***** Data supplied *****

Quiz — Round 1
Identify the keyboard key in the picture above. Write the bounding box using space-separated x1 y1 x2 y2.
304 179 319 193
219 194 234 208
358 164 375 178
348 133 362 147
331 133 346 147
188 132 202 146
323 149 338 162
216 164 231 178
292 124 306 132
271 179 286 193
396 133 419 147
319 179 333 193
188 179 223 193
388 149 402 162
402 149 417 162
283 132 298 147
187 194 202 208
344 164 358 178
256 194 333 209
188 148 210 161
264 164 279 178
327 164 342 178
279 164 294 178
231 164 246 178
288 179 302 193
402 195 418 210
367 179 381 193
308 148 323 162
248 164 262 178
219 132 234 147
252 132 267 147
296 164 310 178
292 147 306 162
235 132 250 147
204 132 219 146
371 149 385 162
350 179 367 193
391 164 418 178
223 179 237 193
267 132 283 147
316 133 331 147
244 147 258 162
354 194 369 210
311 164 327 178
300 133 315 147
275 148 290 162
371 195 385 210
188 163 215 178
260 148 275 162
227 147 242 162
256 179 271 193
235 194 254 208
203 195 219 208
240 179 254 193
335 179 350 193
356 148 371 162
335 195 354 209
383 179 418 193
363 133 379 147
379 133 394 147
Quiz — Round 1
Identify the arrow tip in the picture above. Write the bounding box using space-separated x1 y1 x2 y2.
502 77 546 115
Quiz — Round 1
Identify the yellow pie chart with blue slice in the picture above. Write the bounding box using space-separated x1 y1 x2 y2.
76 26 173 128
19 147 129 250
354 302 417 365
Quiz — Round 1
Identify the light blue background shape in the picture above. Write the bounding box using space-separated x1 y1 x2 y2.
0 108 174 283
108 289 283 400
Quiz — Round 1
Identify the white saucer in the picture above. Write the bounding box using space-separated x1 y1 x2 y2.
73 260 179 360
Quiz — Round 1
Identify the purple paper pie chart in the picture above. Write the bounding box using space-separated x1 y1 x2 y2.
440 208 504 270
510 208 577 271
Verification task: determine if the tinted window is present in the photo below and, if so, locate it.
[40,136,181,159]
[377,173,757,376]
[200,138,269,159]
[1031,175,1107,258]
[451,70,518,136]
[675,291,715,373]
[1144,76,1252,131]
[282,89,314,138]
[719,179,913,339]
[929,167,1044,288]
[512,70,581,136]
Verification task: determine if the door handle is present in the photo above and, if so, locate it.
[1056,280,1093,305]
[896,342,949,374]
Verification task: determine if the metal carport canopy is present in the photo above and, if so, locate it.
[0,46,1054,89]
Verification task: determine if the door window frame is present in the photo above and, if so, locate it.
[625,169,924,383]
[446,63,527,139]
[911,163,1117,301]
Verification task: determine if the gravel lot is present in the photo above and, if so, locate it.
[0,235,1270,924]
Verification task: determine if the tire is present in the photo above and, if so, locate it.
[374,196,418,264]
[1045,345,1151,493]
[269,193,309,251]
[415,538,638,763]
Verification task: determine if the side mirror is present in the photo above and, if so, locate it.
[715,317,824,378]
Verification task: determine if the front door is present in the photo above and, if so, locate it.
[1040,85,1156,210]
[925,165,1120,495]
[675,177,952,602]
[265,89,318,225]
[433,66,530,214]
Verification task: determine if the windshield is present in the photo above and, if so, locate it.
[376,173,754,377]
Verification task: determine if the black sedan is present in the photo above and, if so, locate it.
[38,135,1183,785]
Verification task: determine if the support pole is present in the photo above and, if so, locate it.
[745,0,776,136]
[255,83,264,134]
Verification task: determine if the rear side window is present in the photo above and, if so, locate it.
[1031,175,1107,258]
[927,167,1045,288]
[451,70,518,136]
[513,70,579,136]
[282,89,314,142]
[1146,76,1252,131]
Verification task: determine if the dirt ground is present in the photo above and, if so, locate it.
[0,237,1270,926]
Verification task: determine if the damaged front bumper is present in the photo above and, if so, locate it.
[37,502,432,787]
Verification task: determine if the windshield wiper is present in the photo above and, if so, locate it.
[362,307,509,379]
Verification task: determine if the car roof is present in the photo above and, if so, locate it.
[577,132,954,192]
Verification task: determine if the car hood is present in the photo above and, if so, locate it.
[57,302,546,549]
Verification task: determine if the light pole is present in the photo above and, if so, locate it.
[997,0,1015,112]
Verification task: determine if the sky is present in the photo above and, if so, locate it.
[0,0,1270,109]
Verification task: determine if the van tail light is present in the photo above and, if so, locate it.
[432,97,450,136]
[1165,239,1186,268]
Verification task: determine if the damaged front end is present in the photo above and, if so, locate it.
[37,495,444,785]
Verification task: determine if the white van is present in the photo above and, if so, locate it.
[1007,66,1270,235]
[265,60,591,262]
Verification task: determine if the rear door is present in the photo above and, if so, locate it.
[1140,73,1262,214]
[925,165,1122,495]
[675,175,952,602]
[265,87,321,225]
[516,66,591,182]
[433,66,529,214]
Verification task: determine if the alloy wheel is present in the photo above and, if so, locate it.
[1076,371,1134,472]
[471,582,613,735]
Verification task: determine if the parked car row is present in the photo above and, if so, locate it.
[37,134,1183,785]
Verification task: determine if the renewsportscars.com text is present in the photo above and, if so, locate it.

*****

Aim of the task: Reproduce all of the lines above verbatim.

Final answer:
Quiz — Round 1
Identify the keyboard key in the picture above. Write the bounding box using space-separated x1 y1 x2 y2.
304 179 319 193
219 194 234 208
358 164 375 178
348 133 362 147
331 133 346 147
188 132 202 146
323 149 338 162
216 164 231 178
292 124 306 132
271 179 286 193
396 133 419 147
319 179 333 193
188 179 223 193
388 149 402 162
402 149 417 162
283 132 298 147
187 194 202 208
344 164 358 178
256 194 333 209
188 148 210 161
264 164 279 178
327 164 342 178
279 164 294 178
231 164 246 178
288 179 302 193
402 195 418 210
367 179 381 193
308 148 323 162
248 164 262 178
219 132 234 147
252 132 267 147
296 164 310 178
292 147 306 162
235 132 250 147
204 132 219 146
371 149 385 162
350 179 367 193
391 164 418 178
223 179 237 193
267 132 283 147
316 133 331 147
244 147 258 162
354 194 369 210
311 164 327 178
300 133 315 147
275 148 290 162
371 195 385 210
188 163 215 178
260 148 275 162
227 147 242 162
256 179 271 193
235 194 254 208
203 195 219 208
240 179 254 193
335 179 350 193
356 148 371 162
335 195 354 209
383 179 418 193
363 133 379 147
379 133 394 147
Quiz — Round 1
Identify the arrow tip in the picture above. Write the bounding box using space-separated x1 y1 x2 y2.
502 77 546 115
Quiz — Round 1
Identify the yellow pie chart with blue slice in the picture above. Write the bounding box using space-separated x1 y1 x2 y2.
76 26 173 128
19 147 129 250
354 302 417 365
Quiz — Round 1
Identify the light blue background shape in the picture above. Write the bounding box using space-separated x1 y1 x2 y2.
0 108 174 283
108 289 283 400
Quiz — Round 1
Identify the white saucer in the picture above. Write the bounding box using space-separated x1 y1 x2 y2.
73 260 179 360
Quiz — Round 1
Identify the purple paper pie chart in the picture above. Write the bounding box using space-separated x1 y1 x2 y2.
440 208 504 270
510 208 577 271
Verification task: determine if the tinted window is present in the photo below and, if so, locate it.
[40,136,181,159]
[377,173,757,376]
[200,138,269,159]
[1031,175,1107,258]
[451,70,518,136]
[675,291,715,373]
[1144,76,1252,131]
[282,89,314,138]
[719,179,913,339]
[929,167,1044,288]
[512,70,581,136]
Verification task: determine if the door handle is present in the photo above and, if so, locate it.
[1056,280,1093,305]
[896,342,949,374]
Verification task: determine if the metal carport canopy is present in the photo above and, if so, locate it.
[0,46,1054,89]
Verification task: determine if the door window frame is present in the photo above and, if so, locate it.
[625,169,924,383]
[446,63,527,139]
[911,163,1117,301]
Verification task: determine if the gravel lot is present in the photo above and, if so, locate it.
[0,235,1270,924]
Verification task: determine if the tire is present in the photo above and, if so, locate it.
[374,196,418,264]
[1045,345,1151,493]
[269,193,309,251]
[415,538,638,763]
Verification task: determine if the side mirror is present in the photo above and, if so, locate it.
[715,317,824,378]
Verification task: determine if the front door is present in the photo above and, if so, locate it.
[1040,85,1156,210]
[925,165,1120,495]
[675,177,952,602]
[265,89,318,225]
[433,66,530,214]
Verification task: determine if the windshield is present in the photo above and, if so, locate it.
[376,173,754,377]
Verification task: determine if the black sedan is present in the photo above and, if so, locate it.
[38,135,1183,785]
Verification task: determine if the support pole is present in the photo above and, if so, locate it.
[745,0,776,136]
[255,83,264,134]
Verification task: determine if the rear side window is present in the photo above and, if so, locate it.
[1031,175,1107,258]
[927,167,1045,288]
[451,70,518,136]
[513,70,579,136]
[282,89,314,142]
[1146,76,1252,131]
Verification task: determine if the dirt ground is present in the photo above and, if so, locate it.
[0,237,1270,926]
Verification task: determine if the damaged front bumper is present in the photo above and, if so, locate it.
[37,502,432,787]
Verification task: determine if the windshield wiper is present in the photo above and, if so, locate it.
[362,307,509,379]
Verification task: determine if the car roof is present in the photo above and, if so, locate it.
[577,132,954,192]
Verification task: determine if the car hood is present in the photo above and, if so, locate it.
[57,302,546,549]
Verification task: determine if the light pole is present in the photo above and, if so, locate it.
[997,0,1015,112]
Verification task: determine if the sky is present in the photo above and, if so, locate it.
[0,0,1270,109]
Verification task: determine if the van tail light is present in the photo above and, if so, locate it.
[432,97,450,136]
[1165,239,1186,268]
Verification task: determine if the damaged front end is present in the photo above and, if so, locate it.
[37,495,444,785]
Verification task: determine if the white van is present in the photo above and, if so, locate it.
[1007,66,1270,235]
[265,60,591,262]
Verification task: determine if the rear door is present in the photo above and, if so, locate it.
[1140,73,1262,214]
[925,165,1122,495]
[675,175,952,602]
[265,87,321,225]
[516,66,591,182]
[433,66,529,214]
Verification task: determine if the alloy wheel is present in the photo above and, if so, locate it.
[1076,371,1134,472]
[471,582,613,735]
Verification task: determine if the parked car row is present in the photo above and, if so, locate it.
[37,134,1183,785]
Verification task: determine if the renewsportscars.com text is present in the photo above and, if so, locate it.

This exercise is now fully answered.